Data to examine
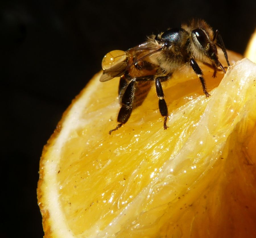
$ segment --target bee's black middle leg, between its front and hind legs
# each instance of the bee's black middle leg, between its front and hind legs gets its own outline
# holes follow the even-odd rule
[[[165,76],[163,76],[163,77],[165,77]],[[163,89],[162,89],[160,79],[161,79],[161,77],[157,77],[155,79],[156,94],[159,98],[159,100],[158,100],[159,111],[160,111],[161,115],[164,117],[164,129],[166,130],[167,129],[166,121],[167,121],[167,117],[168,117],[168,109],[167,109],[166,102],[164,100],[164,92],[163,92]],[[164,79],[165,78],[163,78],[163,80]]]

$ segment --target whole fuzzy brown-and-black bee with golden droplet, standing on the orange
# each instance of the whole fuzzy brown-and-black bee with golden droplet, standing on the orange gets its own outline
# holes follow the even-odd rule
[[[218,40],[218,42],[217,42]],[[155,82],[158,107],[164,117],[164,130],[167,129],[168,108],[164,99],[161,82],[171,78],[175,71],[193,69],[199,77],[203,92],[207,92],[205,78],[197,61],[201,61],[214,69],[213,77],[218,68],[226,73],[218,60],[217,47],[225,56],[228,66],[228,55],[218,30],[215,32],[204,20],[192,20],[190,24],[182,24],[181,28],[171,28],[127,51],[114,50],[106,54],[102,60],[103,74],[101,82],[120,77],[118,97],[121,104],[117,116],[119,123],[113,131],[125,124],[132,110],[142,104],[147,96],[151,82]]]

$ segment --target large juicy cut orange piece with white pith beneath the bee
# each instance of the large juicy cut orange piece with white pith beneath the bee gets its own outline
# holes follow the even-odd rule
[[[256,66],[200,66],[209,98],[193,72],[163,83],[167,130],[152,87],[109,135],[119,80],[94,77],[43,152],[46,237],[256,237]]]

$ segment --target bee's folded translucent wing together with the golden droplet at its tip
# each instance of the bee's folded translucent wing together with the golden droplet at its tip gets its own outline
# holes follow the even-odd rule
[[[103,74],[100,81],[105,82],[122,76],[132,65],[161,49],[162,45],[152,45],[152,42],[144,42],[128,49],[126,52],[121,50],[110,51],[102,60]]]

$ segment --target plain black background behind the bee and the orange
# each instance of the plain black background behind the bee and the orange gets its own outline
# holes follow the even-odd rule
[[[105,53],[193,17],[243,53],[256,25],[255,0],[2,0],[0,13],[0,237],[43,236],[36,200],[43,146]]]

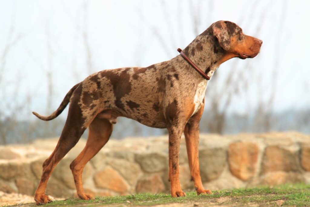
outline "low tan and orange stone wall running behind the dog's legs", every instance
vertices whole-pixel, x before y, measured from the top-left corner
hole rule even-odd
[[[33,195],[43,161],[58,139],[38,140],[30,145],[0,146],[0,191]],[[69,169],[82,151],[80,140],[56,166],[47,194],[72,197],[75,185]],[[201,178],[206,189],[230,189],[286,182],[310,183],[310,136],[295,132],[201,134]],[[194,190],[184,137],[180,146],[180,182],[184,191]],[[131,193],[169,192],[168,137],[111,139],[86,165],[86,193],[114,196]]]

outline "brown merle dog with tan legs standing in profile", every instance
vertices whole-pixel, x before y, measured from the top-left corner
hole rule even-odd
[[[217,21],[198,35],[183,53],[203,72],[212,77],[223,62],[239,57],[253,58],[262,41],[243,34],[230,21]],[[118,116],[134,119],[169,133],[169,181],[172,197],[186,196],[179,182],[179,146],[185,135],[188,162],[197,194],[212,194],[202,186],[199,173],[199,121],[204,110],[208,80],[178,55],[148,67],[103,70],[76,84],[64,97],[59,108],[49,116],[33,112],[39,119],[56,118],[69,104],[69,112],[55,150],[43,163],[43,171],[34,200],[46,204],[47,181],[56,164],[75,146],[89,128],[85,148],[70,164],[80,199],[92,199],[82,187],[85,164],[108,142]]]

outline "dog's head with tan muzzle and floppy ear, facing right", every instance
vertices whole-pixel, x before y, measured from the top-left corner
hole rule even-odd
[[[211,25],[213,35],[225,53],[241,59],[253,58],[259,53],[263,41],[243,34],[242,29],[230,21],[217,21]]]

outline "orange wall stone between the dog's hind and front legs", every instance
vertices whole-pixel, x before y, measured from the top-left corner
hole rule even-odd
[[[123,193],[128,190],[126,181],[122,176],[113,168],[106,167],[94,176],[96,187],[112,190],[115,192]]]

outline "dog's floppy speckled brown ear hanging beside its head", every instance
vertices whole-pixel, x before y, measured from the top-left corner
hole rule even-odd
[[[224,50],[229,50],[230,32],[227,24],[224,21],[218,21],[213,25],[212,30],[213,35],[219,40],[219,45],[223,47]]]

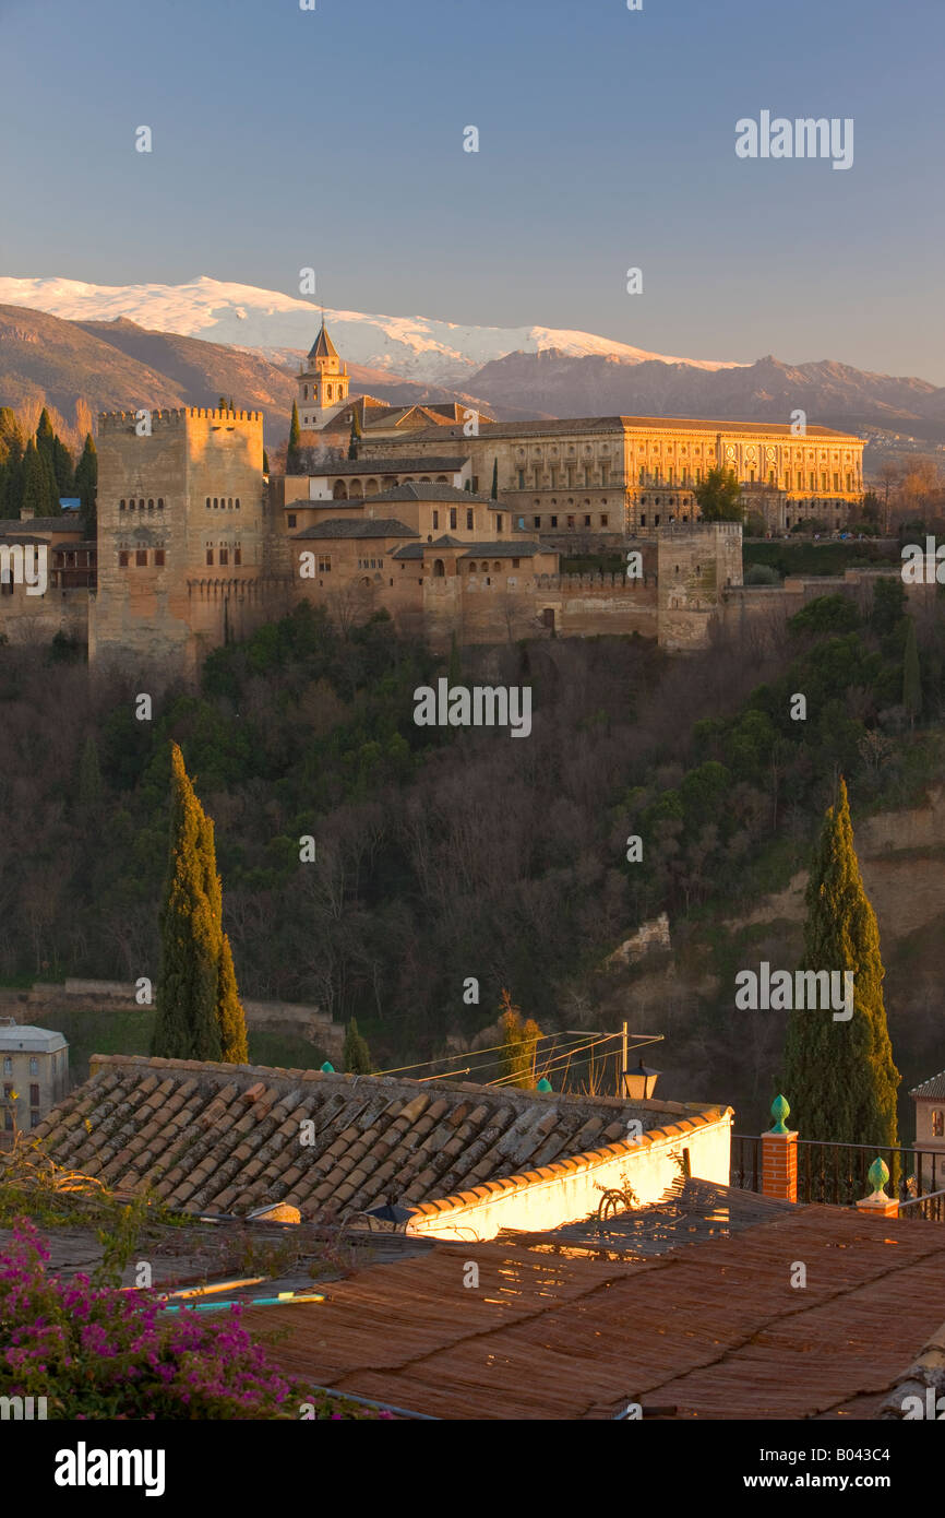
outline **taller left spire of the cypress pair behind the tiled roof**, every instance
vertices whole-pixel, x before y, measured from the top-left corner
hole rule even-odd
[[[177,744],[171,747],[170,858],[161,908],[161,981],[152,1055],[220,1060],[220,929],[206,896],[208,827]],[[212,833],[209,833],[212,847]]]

What is expected
Only the lines from the one with "outline **taller left" through the end of the data should be printed, each exactly as it appears.

Solution
outline **taller left spire of the cypress pair behind the tiled roof**, every instance
vertices whole-pixel, x before y, measured from the top-left corner
hole rule even-odd
[[[177,744],[171,747],[170,858],[161,908],[161,981],[152,1055],[220,1060],[220,929],[206,896],[208,827]],[[212,833],[209,833],[212,847]]]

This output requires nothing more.